Mireille Fanon-Mendès-France, Sabelo Gumedze und Ricardo Sunga (von links) von der UN-Arbeitsgruppe für Menschen mit afrikanischer Abstammung

UN-Experten in Deutschland Gilt das Grundgesetz nicht für Afrikaner?

Stand: 27.02.2017 16:14 Uhr

Wie rassistisch geht Deutschland mit Afrikanern um? UN-Experten haben sich ein Bild gemacht. Einen detaillierten Bericht gibt es zwar noch nicht - eine Tendenz aber schon: Sorge. Vor allem ein ihrer Meinung nach weit verbreitetes "racial profiling" kritisieren sie.

Experten der Vereinten Nationen haben große Besorgnis über die Lage von Menschen afrikanischer Herkunft in Deutschland gezeigt. Das Grundgesetz garantiere zwar Gleichheit, verbiete rassistische Diskriminierung und erkläre die Menschenwürde für unantastbar - in der Praxis werde dies aber nicht durchgesetzt, erklärte die UN-Expertengruppe für Menschen afrikanischer Herkunft zum Abschluss ihres ersten Besuches in Deutschland.

__Arbeitsaufträge__.
**1.** Welches Vorgehen kritisieren die UN-Experten im Artikel über Rassismus in Deutschland vor allem?
**2.** Gib aus dem Artikel über Rassismus in Deutschland den Abschnitt wortgetreu wieder, der mit „Mireille Fanon-Mendès-France, Sabelo“ beginnt und bis einschließlich „nicht für Afrikaner?“ reicht.

__Datenauszug__.
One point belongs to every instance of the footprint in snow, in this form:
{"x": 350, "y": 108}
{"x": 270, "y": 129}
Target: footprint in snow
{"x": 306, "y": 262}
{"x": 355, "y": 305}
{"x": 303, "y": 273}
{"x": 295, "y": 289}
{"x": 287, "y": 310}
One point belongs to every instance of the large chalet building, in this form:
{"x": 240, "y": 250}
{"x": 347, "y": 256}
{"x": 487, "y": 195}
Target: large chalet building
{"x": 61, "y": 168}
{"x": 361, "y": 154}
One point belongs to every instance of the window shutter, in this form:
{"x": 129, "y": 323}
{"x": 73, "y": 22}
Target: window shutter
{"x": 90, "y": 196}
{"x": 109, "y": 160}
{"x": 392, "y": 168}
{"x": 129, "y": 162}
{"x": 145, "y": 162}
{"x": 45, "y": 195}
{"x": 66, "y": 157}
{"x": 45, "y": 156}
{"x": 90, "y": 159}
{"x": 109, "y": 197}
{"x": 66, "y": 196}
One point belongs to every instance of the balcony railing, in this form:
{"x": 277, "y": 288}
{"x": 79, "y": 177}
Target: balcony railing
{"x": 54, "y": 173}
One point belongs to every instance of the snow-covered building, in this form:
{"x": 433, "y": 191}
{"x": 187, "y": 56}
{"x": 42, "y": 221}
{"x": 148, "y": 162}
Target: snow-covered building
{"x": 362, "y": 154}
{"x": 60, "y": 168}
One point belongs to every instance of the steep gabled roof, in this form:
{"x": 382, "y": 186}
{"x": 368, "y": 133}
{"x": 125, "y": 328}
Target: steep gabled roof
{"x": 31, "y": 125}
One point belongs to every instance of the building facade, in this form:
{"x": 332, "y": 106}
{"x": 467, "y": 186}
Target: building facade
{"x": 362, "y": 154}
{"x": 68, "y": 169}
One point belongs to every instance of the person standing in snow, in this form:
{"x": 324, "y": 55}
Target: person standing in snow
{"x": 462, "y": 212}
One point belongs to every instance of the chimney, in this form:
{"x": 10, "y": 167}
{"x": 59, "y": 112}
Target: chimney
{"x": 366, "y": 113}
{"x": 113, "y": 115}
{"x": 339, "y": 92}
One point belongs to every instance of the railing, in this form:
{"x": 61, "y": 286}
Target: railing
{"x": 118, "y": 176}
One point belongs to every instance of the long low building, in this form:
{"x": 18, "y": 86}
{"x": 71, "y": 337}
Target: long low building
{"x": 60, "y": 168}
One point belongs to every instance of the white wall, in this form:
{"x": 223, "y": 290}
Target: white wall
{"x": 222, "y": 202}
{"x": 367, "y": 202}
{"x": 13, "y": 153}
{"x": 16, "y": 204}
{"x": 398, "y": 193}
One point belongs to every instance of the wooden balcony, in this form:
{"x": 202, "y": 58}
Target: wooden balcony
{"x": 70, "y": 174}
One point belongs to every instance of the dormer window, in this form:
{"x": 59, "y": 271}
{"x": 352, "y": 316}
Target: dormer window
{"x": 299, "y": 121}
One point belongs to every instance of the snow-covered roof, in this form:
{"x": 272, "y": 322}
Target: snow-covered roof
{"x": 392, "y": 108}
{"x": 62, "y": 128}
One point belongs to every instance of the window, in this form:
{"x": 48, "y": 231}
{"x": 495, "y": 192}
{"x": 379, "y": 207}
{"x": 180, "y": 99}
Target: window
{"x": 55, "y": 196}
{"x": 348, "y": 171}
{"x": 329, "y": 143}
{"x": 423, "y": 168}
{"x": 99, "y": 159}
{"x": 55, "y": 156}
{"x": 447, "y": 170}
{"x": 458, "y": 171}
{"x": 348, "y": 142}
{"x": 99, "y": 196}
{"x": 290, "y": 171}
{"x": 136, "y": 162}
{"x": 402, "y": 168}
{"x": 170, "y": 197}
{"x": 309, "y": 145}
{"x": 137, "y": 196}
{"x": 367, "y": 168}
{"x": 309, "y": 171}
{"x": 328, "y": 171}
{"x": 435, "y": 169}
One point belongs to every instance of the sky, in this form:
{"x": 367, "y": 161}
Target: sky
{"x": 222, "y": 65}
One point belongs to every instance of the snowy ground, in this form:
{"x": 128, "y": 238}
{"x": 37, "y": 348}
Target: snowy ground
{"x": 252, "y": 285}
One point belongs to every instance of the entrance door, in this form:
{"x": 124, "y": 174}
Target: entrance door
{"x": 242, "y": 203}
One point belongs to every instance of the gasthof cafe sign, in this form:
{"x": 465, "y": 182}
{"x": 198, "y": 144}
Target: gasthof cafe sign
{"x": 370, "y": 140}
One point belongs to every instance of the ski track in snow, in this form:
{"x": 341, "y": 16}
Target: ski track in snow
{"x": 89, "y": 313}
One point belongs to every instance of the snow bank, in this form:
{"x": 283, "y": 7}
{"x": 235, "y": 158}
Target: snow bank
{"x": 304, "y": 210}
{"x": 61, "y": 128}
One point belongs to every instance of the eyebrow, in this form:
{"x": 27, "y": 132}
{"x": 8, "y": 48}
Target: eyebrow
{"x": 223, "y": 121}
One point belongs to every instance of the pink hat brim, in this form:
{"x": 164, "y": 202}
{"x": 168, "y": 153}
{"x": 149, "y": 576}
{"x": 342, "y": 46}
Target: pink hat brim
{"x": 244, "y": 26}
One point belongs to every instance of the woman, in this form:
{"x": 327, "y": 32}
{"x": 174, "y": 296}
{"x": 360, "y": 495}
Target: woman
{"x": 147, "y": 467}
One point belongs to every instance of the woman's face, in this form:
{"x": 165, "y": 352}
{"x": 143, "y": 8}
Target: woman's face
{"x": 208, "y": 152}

__Antworten pro Aufgabe__.
**1.** Ein ihrer Meinung nach weit verbreitetes „racial profiling“.

**2.**
Mireille Fanon-Mendès-France, Sabelo Gumedze und Ricardo Sunga (von links) von der UN-Arbeitsgruppe für Menschen mit afrikanischer Abstammung

UN-Experten in Deutschland Gilt das Grundgesetz nicht für Afrikaner?